#### Given exercise
Reproduce every entry in the listing without alteration.

──────── Exercise input ────────

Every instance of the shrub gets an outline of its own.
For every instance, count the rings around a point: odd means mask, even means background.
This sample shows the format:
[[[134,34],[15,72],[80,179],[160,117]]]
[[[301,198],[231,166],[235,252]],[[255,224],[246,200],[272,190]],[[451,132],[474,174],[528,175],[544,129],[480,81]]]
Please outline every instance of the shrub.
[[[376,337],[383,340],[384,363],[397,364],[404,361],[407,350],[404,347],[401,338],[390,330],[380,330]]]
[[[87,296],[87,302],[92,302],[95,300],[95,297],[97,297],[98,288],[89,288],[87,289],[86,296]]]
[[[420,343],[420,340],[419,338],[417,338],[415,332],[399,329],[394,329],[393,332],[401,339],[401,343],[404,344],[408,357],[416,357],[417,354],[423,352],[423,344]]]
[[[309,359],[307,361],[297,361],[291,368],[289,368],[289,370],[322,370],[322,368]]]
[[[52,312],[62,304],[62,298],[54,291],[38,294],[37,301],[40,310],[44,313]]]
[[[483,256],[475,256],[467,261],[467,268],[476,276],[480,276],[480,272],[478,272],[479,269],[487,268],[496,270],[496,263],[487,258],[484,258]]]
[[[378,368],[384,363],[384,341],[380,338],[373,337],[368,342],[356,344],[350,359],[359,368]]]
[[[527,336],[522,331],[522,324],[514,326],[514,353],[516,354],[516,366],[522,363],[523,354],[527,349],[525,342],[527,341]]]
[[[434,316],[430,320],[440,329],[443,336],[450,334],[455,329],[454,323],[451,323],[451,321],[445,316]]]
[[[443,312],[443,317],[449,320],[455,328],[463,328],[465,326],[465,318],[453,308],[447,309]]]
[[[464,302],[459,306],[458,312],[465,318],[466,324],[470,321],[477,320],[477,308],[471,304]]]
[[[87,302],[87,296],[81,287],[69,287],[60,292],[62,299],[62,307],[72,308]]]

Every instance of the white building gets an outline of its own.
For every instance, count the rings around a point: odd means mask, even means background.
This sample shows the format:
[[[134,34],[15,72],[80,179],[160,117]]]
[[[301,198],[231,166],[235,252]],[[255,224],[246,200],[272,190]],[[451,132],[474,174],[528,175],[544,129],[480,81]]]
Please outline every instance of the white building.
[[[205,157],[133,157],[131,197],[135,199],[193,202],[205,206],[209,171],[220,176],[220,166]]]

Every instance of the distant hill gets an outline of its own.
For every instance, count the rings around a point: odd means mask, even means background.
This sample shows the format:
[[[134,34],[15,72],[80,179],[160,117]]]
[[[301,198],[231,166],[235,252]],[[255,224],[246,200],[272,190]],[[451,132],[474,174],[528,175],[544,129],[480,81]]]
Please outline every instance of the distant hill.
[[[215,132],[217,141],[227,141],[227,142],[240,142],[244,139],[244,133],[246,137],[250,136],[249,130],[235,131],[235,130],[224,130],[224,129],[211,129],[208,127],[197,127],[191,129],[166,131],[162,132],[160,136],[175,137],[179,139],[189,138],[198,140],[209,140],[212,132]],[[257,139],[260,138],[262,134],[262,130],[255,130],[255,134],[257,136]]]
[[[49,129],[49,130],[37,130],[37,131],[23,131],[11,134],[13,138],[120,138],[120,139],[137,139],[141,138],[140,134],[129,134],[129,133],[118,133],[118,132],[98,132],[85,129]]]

────────

#### Solution below
Every instance of the shrub gets an outline of its own.
For every instance, count the rings around a point: odd means mask, even means background.
This sample shows the format:
[[[134,34],[15,72],[80,179],[160,117]]]
[[[301,198],[231,166],[235,252]],[[255,224],[246,200],[272,190]],[[451,132],[474,174],[528,175],[544,129],[480,81]]]
Please outline every instance of the shrub.
[[[376,337],[383,340],[384,363],[397,364],[404,361],[407,350],[404,347],[401,338],[390,330],[380,330]]]
[[[87,296],[87,302],[92,302],[95,300],[95,297],[97,297],[98,288],[89,288],[87,289],[86,296]]]
[[[420,343],[420,340],[419,338],[417,338],[415,332],[399,329],[394,329],[393,332],[401,339],[401,343],[404,344],[408,357],[416,357],[417,354],[423,352],[423,344]]]
[[[309,359],[307,361],[297,361],[291,368],[289,368],[289,370],[322,370],[322,368]]]
[[[52,312],[62,304],[62,298],[54,291],[38,294],[37,301],[40,310],[44,313]]]
[[[483,256],[475,256],[467,261],[467,268],[476,276],[480,276],[480,272],[478,272],[479,269],[487,268],[496,270],[496,263],[487,258],[484,258]]]
[[[378,368],[384,363],[384,341],[380,338],[373,337],[368,342],[356,344],[350,359],[359,368]]]
[[[527,336],[522,331],[522,324],[514,326],[514,353],[516,354],[516,366],[522,363],[523,354],[527,349],[525,342],[527,341]]]
[[[434,316],[430,320],[440,329],[443,336],[450,334],[455,329],[454,323],[451,323],[451,321],[445,316]]]
[[[443,312],[443,317],[449,320],[455,328],[463,328],[465,326],[465,318],[453,308],[447,309]]]
[[[464,302],[459,306],[458,312],[465,318],[466,324],[470,321],[477,320],[477,308],[471,304]]]
[[[87,302],[87,296],[81,287],[69,287],[60,292],[62,299],[62,307],[72,308]]]

Every instance of the white building gets an outline of its own.
For every instance, count the rings around a point: odd means mask, even means background.
This sample shows the format:
[[[134,34],[15,72],[80,179],[160,117]]]
[[[301,198],[231,166],[235,252]],[[255,224],[246,200],[272,190]],[[451,132],[474,174],[528,175],[544,129],[480,81]]]
Please outline every instance of the white building.
[[[205,157],[133,157],[131,197],[135,199],[193,202],[205,206],[209,171],[220,176],[220,166]]]

Every instance of the distant hill gets an outline of its own.
For every instance, count the rings around a point: odd means mask, even means background.
This sample shows the format:
[[[134,34],[15,72],[80,179],[160,117]]]
[[[301,198],[231,166],[235,252]],[[255,224],[246,200],[272,190]],[[451,132],[474,174],[528,175],[544,129],[480,81]]]
Please outline every instance of the distant hill.
[[[215,132],[217,141],[227,141],[227,142],[240,142],[244,139],[244,133],[246,137],[250,136],[249,130],[235,131],[235,130],[224,130],[224,129],[211,129],[208,127],[197,127],[191,129],[166,131],[162,132],[160,136],[175,137],[179,139],[189,138],[198,140],[209,140],[212,132]],[[257,139],[260,138],[262,134],[262,130],[255,130],[255,134],[257,136]]]
[[[49,129],[49,130],[37,130],[37,131],[23,131],[11,134],[13,138],[120,138],[120,139],[137,139],[141,138],[140,134],[129,134],[129,133],[118,133],[118,132],[98,132],[85,129]]]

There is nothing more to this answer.